■ **PROVIDED RECORDS**:
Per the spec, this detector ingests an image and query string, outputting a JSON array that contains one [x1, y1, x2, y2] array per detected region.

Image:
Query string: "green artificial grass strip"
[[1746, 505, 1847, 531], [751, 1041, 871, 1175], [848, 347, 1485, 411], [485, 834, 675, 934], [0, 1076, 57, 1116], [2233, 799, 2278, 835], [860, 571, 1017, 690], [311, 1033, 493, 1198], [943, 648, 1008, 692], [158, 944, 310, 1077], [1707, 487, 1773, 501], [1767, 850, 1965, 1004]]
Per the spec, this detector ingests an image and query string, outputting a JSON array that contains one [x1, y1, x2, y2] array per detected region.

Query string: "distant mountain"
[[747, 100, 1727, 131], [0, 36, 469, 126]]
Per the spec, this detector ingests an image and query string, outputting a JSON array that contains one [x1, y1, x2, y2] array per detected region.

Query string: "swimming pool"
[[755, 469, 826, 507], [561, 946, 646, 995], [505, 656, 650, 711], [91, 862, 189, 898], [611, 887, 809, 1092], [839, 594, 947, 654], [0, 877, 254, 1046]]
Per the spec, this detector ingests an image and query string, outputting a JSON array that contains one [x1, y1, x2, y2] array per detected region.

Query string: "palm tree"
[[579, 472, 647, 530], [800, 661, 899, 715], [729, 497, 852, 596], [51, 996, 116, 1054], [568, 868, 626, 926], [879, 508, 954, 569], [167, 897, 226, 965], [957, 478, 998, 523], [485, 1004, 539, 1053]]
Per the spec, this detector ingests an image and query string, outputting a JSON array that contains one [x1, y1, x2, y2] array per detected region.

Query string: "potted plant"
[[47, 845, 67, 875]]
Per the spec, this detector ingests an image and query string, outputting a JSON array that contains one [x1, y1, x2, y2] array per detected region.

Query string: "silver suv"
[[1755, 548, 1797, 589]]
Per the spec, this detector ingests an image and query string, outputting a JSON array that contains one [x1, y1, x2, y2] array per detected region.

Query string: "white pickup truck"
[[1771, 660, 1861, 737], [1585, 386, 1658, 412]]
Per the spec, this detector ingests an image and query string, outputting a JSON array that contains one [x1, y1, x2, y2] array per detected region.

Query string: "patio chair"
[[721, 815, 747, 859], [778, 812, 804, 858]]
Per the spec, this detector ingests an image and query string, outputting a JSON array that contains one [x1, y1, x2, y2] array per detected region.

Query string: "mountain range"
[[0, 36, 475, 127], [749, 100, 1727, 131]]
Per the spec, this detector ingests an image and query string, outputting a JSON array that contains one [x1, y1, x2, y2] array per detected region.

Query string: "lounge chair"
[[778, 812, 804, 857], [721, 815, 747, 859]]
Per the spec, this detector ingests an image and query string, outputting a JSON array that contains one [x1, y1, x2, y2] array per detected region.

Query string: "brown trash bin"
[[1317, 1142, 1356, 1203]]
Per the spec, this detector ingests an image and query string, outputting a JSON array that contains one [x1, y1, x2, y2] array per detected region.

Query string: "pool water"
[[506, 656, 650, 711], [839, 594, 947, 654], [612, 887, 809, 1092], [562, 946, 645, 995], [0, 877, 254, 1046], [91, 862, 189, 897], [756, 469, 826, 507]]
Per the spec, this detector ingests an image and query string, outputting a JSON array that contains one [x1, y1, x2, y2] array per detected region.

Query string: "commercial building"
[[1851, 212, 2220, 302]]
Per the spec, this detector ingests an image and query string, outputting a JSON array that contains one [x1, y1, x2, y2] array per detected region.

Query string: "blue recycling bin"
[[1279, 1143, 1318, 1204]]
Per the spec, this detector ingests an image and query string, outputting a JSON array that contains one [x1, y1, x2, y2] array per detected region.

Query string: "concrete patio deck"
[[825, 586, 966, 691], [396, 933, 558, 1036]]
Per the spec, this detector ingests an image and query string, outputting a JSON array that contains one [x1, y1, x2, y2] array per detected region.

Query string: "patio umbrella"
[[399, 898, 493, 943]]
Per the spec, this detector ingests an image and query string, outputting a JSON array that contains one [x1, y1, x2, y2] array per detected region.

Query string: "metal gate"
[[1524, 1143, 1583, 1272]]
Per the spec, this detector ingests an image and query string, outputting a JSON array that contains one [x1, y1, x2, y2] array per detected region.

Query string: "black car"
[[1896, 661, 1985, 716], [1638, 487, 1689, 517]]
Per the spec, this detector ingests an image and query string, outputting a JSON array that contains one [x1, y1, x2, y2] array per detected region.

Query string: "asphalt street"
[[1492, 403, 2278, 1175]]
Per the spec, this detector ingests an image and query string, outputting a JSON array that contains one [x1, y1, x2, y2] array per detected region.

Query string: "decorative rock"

■ **TASK STATEMENT**: Reproduce each of the entries exactly, omitting none.

■ **WORKED SOLUTION**:
Per the spec, this detector ingests an image and query string, outputting a JSON array that contains one [x1, y1, x2, y2] array per detected region.

Image:
Query string: "green artificial grass strip"
[[1746, 505, 1847, 531], [751, 1041, 871, 1175], [848, 347, 1485, 411], [485, 834, 675, 934], [0, 1076, 57, 1116], [2233, 799, 2278, 835], [860, 571, 1017, 690], [311, 1033, 493, 1198], [943, 648, 1008, 692], [158, 944, 310, 1077], [1707, 487, 1773, 501], [1767, 850, 1965, 1004]]
Per the spec, this detector ingests an image and query string, outputting a JSON array that contains one [x1, y1, x2, y2] array per detected region.

Query string: "distant mountain"
[[747, 100, 1727, 131], [0, 36, 469, 126]]
Per the spec, this detector ingests an image and query string, outputting a JSON array that contains one [x1, y1, x2, y2] array per detected region.

Query string: "swimming pool"
[[755, 469, 826, 507], [561, 946, 646, 995], [505, 656, 650, 711], [91, 862, 189, 898], [611, 887, 809, 1092], [839, 594, 947, 654], [0, 877, 254, 1046]]
Per the spec, this detector ingests an image and query string, outputting a JSON array that contains one [x1, y1, x2, y2] array per detected region.

Query string: "palm tree"
[[579, 472, 647, 530], [800, 661, 899, 715], [729, 497, 852, 596], [51, 996, 116, 1054], [568, 868, 626, 926], [879, 508, 954, 569], [167, 897, 226, 965], [957, 478, 998, 523], [485, 1004, 539, 1053]]
Per the spec, this detector ingests an image and query string, outputting a JSON array that contains one [x1, y1, x2, y2] array per detected region.

Query string: "potted plant"
[[47, 845, 67, 875]]
Per the spec, this detector ingests an image and query string, outputting a JSON array that contains one [x1, y1, x2, y2] array per detected region.

Query string: "silver suv"
[[1755, 548, 1797, 589]]
Per the spec, this detector ingests an image and query string, outputting a JSON array that contains one [x1, y1, x2, y2] array per detected region.

Query string: "white pickup truck"
[[1771, 660, 1861, 737], [1585, 386, 1658, 412]]
Per the spec, this detector ingests an image and query string, outputting a JSON array that contains one [x1, y1, x2, y2] array per detected region.

Query string: "patio chair"
[[721, 815, 747, 859], [778, 812, 804, 858]]
Per the spec, this detector ingests an image and query string, outputting a JSON array that contains one [x1, y1, x2, y2] array per detected region.

Query string: "mountain range"
[[0, 36, 475, 127], [749, 100, 1727, 131]]
Per the spec, this detector ingests an image and query string, outputting a JSON array that contains one [x1, y1, x2, y2] array per detected region.

Query string: "lounge chair"
[[778, 812, 804, 857], [721, 815, 747, 859]]
Per the spec, this detector ingests an image and query string, outputting a JSON array that contains one [x1, y1, x2, y2] array per detected region.

Query string: "brown trash bin"
[[1317, 1142, 1356, 1203]]
Per the spec, this detector ingests an image and query string, outputting a JSON array that contains one [x1, y1, x2, y2] array per detected region.

Query string: "pool water"
[[506, 656, 650, 711], [839, 594, 947, 654], [612, 887, 809, 1092], [562, 946, 645, 995], [0, 877, 254, 1046], [91, 862, 189, 897], [756, 469, 826, 507]]
Per the spec, this detector ingests an image and query string, outputting a JSON array that contains one [x1, y1, x2, y2] array per detected region.

Query string: "commercial building"
[[1851, 212, 2220, 302]]
Per the spec, this detector ingests an image and query string, outputting a JSON array that contains one [x1, y1, x2, y2] array per detected region.

Query string: "blue recycling bin"
[[1279, 1143, 1318, 1204]]
Per the spec, this detector ingests an image and query string, outputting a JSON array that contains one [x1, y1, x2, y2] array per detected region.

Query string: "concrete patio deck"
[[825, 586, 966, 691], [396, 933, 558, 1036]]
Per the spec, this detector ingests an image and query string, outputting a JSON array that contains one [x1, y1, x2, y2] array per detected region.

Query string: "patio umbrella"
[[399, 898, 493, 943]]
Per the spec, this detector ingests an image and query string, outputting a JSON array that contains one [x1, y1, x2, y2] array per detected region.

Query string: "metal gate"
[[1524, 1143, 1583, 1272]]
Per the spec, this detector ingests an image and query string, outputting a JSON array that contains one [x1, y1, x2, y2] array per detected region.

Query string: "black car"
[[1896, 661, 1985, 716], [1638, 487, 1689, 517]]
Per the spec, this detector ingests an image and query string, outputting a JSON array that contains one [x1, y1, x2, y2] array per detected region.

Query string: "asphalt street"
[[1492, 403, 2278, 1175]]
Per the spec, this detector ingests an image and query string, outputting a JSON array that contains one [x1, y1, x2, y2] array per detected region.

Query string: "decorative rock"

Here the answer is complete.